YOUR OBJECTIVE
Update the entries below so that each "one per instance" becomes "one for each instance", leaving every other word unchanged.

RECORDS SUPPLIED

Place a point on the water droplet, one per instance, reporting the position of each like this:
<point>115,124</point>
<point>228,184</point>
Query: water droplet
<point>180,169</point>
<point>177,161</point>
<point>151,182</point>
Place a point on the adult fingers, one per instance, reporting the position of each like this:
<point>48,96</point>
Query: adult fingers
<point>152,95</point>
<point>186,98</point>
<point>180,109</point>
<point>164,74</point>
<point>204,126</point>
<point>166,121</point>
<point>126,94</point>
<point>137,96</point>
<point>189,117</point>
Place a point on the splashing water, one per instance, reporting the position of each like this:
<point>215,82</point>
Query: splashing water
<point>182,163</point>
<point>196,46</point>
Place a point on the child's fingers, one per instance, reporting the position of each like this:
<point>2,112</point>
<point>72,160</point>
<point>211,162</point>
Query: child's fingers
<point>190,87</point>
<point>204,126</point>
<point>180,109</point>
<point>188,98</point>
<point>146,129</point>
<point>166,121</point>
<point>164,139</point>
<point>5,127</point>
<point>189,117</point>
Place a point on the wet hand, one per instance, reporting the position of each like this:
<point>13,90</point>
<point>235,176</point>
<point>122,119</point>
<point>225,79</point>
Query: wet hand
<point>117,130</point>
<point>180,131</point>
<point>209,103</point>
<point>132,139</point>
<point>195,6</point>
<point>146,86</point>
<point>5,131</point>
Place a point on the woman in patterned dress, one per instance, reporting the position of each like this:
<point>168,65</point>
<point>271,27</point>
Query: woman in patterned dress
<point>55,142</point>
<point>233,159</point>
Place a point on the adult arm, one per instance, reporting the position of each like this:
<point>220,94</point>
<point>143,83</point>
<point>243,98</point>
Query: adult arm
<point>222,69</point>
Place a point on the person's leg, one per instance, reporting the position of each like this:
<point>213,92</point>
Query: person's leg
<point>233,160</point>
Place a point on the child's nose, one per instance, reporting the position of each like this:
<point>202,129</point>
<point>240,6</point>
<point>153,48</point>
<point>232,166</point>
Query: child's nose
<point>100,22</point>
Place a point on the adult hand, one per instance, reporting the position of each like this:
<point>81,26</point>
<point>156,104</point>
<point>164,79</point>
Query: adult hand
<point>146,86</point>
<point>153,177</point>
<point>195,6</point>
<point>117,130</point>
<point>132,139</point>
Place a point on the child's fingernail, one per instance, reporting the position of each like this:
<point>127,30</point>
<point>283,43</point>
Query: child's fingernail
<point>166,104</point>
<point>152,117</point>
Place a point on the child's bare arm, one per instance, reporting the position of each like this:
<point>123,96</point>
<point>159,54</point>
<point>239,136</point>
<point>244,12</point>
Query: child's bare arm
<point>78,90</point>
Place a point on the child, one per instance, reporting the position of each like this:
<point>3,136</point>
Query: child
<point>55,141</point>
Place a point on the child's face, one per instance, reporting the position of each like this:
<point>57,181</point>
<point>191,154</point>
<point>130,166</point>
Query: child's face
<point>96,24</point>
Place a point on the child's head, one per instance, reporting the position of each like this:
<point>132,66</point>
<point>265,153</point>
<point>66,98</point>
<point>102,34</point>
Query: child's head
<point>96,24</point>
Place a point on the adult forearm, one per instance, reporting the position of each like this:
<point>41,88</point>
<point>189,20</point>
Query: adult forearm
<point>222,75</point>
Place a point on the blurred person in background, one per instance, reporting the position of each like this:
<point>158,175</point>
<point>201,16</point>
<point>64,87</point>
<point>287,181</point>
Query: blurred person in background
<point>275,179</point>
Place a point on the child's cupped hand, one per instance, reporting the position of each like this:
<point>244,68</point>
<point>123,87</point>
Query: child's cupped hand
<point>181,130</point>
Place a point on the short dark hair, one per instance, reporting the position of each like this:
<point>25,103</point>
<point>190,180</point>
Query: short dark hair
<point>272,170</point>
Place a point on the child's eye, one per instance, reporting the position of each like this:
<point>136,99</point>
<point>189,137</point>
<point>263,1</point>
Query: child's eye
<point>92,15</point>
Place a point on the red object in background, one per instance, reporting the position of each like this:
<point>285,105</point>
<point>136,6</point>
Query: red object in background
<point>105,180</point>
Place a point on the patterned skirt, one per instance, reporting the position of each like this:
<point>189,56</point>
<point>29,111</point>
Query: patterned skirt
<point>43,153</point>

SOLUTION TO THE EXERCISE
Place a point on the water droplet, one for each instance, reporting the position of each like this:
<point>115,124</point>
<point>228,184</point>
Query: water droplet
<point>180,169</point>
<point>177,161</point>
<point>151,182</point>
Place a point on the adult fingers, one for each instance, reporting the position of each like this:
<point>48,96</point>
Query: adult fingers
<point>152,95</point>
<point>186,98</point>
<point>180,109</point>
<point>164,74</point>
<point>204,126</point>
<point>166,121</point>
<point>126,94</point>
<point>137,96</point>
<point>189,117</point>
Place a point on the splashing water, one for each instance, reporting the position of each like this:
<point>215,82</point>
Query: splashing water
<point>182,163</point>
<point>196,46</point>
Place a point on the child's fingers, one for each instance, reporting the position of each like this:
<point>2,112</point>
<point>72,160</point>
<point>211,162</point>
Query: child's fingers
<point>190,87</point>
<point>204,126</point>
<point>180,109</point>
<point>188,98</point>
<point>146,129</point>
<point>166,121</point>
<point>164,139</point>
<point>5,127</point>
<point>189,117</point>
Place a point on the wet hand, one for each instance, reporting the position of each like this:
<point>13,90</point>
<point>235,176</point>
<point>122,119</point>
<point>225,79</point>
Query: wet hand
<point>117,130</point>
<point>180,131</point>
<point>209,103</point>
<point>132,139</point>
<point>195,6</point>
<point>146,86</point>
<point>5,131</point>
Place a point on the woman in patterned dress, one for each instance, reporting the position of each like this:
<point>168,65</point>
<point>271,27</point>
Query: woman in patterned dress
<point>55,142</point>
<point>233,159</point>
Place a point on the adult arm, one for each instance, reporting the position of each like this:
<point>220,94</point>
<point>143,83</point>
<point>243,98</point>
Query: adult arm
<point>222,69</point>
Place a point on the person's leg, one for each instance, reporting the position of each like this:
<point>213,92</point>
Query: person's leg
<point>233,160</point>
Place a point on the child's nose, one for each instance, reporting the position of each like this:
<point>202,129</point>
<point>240,6</point>
<point>153,48</point>
<point>232,166</point>
Query: child's nose
<point>100,22</point>
Place a point on the adult hand, one for each instance, reporting the position of each like this:
<point>81,26</point>
<point>156,104</point>
<point>164,79</point>
Query: adult hand
<point>146,86</point>
<point>153,177</point>
<point>195,6</point>
<point>117,130</point>
<point>132,139</point>
Place a point on the child's fingernail, one for each instance, reporting the position of each like this:
<point>127,30</point>
<point>283,43</point>
Query: child's fingernail
<point>166,104</point>
<point>152,117</point>
Place a point on the child's bare arm, one for each instance, reporting the position of each like this:
<point>123,96</point>
<point>159,54</point>
<point>239,136</point>
<point>244,12</point>
Query: child's bare arm
<point>78,90</point>
Place a point on the child, one for each instance, reporting the position of each like this:
<point>3,136</point>
Query: child
<point>55,141</point>
Place a point on the child's face, one for each instance, reporting the position of each like this:
<point>57,181</point>
<point>191,154</point>
<point>130,166</point>
Query: child's face
<point>96,24</point>
Place a point on the child's head, one for each instance, reporting the position of each like this:
<point>132,66</point>
<point>265,153</point>
<point>66,98</point>
<point>102,34</point>
Query: child's head
<point>96,24</point>
Place a point on the adult forearm, one for each instance, reporting the position of each like this:
<point>41,88</point>
<point>189,20</point>
Query: adult forearm
<point>222,75</point>
Place a point on the blurred person in background, one for each instance, reporting the position of each like this:
<point>158,175</point>
<point>201,16</point>
<point>64,87</point>
<point>287,181</point>
Query: blurred person in background
<point>275,179</point>
Place a point on the child's cupped hand, one for each instance, reporting the position of each like this:
<point>244,68</point>
<point>123,87</point>
Query: child's cupped hand
<point>181,130</point>
Place a point on the short dark hair, one for each instance, reporting the position of each like this:
<point>25,103</point>
<point>190,180</point>
Query: short dark hair
<point>272,170</point>
Place a point on the child's eye, one for each instance, reporting the position of each like this:
<point>136,99</point>
<point>189,137</point>
<point>263,1</point>
Query: child's eye
<point>92,15</point>
Place a point on the red object in background, one for each instance, reporting the position of each like this:
<point>285,105</point>
<point>136,6</point>
Query: red object in background
<point>105,180</point>
Place a point on the patterned skirt, one for each instance, reporting the position of each like this:
<point>189,56</point>
<point>29,111</point>
Query: patterned skirt
<point>43,153</point>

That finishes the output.